BEGIN PROVIDED DATA
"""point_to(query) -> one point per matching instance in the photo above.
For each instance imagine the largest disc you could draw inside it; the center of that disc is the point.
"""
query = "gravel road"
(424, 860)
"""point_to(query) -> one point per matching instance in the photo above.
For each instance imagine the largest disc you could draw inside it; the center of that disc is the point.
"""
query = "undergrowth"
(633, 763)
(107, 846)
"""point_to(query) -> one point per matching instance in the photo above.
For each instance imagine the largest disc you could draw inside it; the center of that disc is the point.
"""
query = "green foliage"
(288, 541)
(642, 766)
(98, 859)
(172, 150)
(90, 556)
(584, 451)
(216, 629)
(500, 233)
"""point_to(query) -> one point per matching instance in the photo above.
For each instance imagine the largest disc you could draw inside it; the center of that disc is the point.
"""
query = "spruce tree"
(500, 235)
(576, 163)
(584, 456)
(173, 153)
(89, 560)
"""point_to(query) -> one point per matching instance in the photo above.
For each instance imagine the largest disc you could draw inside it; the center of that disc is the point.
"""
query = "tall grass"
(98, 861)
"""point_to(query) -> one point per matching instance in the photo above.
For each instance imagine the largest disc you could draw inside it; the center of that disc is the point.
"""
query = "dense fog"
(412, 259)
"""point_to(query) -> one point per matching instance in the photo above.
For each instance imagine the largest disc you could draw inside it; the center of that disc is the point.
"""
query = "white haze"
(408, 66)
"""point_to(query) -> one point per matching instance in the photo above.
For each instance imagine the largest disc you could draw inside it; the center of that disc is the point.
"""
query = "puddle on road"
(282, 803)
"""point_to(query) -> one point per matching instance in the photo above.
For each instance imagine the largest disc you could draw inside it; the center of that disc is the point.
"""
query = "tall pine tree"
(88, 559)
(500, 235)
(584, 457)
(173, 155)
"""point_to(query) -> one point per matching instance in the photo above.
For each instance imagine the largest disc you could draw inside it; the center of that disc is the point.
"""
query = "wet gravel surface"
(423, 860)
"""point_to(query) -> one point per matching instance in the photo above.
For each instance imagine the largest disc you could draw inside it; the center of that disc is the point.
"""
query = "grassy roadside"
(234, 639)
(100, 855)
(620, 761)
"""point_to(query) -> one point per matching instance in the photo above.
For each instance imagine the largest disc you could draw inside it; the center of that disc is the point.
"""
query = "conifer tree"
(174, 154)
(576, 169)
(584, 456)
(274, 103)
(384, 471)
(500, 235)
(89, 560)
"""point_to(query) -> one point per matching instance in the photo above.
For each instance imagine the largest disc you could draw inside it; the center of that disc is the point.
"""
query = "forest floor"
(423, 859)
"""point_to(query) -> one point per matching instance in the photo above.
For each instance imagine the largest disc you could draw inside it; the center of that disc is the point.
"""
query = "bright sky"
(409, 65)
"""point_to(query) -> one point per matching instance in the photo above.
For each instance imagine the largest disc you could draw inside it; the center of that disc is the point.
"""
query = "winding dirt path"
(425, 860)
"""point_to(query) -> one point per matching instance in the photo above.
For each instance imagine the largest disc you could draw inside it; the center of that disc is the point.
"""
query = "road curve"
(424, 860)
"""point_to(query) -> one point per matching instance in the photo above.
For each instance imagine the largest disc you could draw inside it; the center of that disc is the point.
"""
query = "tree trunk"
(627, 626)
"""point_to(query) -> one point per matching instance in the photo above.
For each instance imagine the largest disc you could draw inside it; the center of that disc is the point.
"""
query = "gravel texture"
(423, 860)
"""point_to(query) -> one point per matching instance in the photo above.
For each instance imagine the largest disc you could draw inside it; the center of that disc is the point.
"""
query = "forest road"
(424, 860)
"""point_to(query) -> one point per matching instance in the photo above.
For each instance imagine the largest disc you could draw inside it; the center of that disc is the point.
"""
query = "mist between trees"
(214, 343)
END PROVIDED DATA
__WHAT TO DO__:
Each record above, in full: retype it verbatim.

__RESPONSE__:
"""point_to(query) -> one point per matching instance in the photo above.
For each instance imagine the largest disc you could draw inside it; the center of that disc is the point.
"""
query = "gravel road"
(424, 860)
"""point_to(query) -> one point per matching instance in the photo above.
For each instance imagine the largest disc you could draw inside it; the center of that disc is the point.
"""
query = "undergrowth"
(633, 763)
(107, 846)
"""point_to(query) -> one point per matching instance in the photo above.
For each instance imagine the largest disc you could draw inside it; the center of that disc is the point.
"""
query = "green foliage"
(288, 541)
(642, 766)
(98, 859)
(172, 150)
(90, 556)
(584, 451)
(216, 629)
(500, 233)
"""point_to(query) -> one point per matching instance in the photo above.
For each instance imagine the largest disc you could draw inside it; the center of that disc is the point.
"""
query = "spruce tree"
(500, 235)
(576, 163)
(584, 456)
(173, 153)
(89, 560)
"""point_to(query) -> one point per matching instance in the photo above.
For each instance imagine the largest disc you could draw inside it; the center of that disc is the point.
"""
query = "tall grass"
(98, 861)
"""point_to(query) -> one point per matching instance in the photo above.
For each instance imagine the largest disc you could draw inside it; the center of that disc is the point.
"""
query = "dense fog"
(412, 259)
"""point_to(query) -> one point per matching instance in the photo above.
For each instance imagine the largest disc you could draw inside it; the center of that disc is the point.
"""
query = "white haze"
(408, 66)
"""point_to(query) -> one point per matching instance in the photo above.
For each instance imagine the largest disc you could draw inside it; the center of that disc is the point.
"""
query = "puddle on road"
(282, 803)
"""point_to(query) -> one point per matching instance in the photo above.
For each instance imagine the largest disc you could draw inside it; the center of that disc is the point.
"""
query = "tall pine tree"
(88, 559)
(500, 235)
(584, 457)
(173, 155)
"""point_to(query) -> one point per matching instance in the photo above.
For each instance imagine the largest disc you could draw inside it; the center of that disc is the point.
"""
query = "wet gravel surface"
(423, 860)
"""point_to(query) -> one point per matching instance in the photo above.
For each instance imagine the largest disc you could draw inside it; the center of that disc is the point.
"""
query = "grassy roadside"
(234, 639)
(100, 855)
(620, 761)
"""point_to(query) -> one point per matching instance in the photo above.
For each instance imagine the largest disc you could draw inside it; the center of that disc is the point.
"""
query = "conifer tree"
(174, 154)
(576, 169)
(584, 456)
(274, 103)
(384, 471)
(500, 235)
(89, 560)
"""point_to(query) -> one point per matching instance in the photo above.
For each instance imagine the largest disc you could draw inside it; the center of that disc is the point.
"""
query = "forest floor"
(423, 859)
"""point_to(query) -> one point per matching instance in the photo above.
For each instance imagine the largest disc you could draw inside it; the center of that disc is the point.
"""
query = "bright sky"
(409, 65)
"""point_to(query) -> one point per matching instance in the photo above.
For each instance imagine the largest disc you could draw inside it; the center of that disc is the point.
"""
query = "winding dirt path"
(425, 860)
"""point_to(query) -> one point per matching instance in the photo above.
For each instance imagine the largest disc you could draw inside it; the center of that disc is the point.
"""
query = "road curve"
(424, 860)
"""point_to(query) -> one point per matching instance in the photo above.
For each instance imagine the largest disc you could draw inside it; the center of that disc is the point.
"""
query = "tree trunk"
(627, 626)
"""point_to(query) -> one point per matching instance in the photo above.
For each instance imagine the largest disc you could draw inside it; the center of that disc is the point.
"""
query = "gravel texture"
(423, 860)
"""point_to(query) -> one point per matching instance in the photo above.
For each instance imagine the largest disc you could draw inside it; the center of that disc is the point.
"""
query = "forest road"
(424, 860)
"""point_to(query) -> one point per matching instance in the photo above.
For each instance imagine the largest disc you could draw inside it; the center of that disc is the point.
"""
query = "mist between trees"
(214, 343)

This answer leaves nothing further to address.